◆ BRIEF: Copy out precisely the line that holds "Need: one point" and all the lines following it in the data, up to and including the last one, and no others.

(Dataset excerpts)
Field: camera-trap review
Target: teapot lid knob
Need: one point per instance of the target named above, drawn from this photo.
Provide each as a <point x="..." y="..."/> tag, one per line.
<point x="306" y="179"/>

◆ RESPONSE AREA:
Need: one point per instance of the target named above, drawn from this photo.
Provide each as a <point x="..." y="..."/> tag, one per line.
<point x="306" y="179"/>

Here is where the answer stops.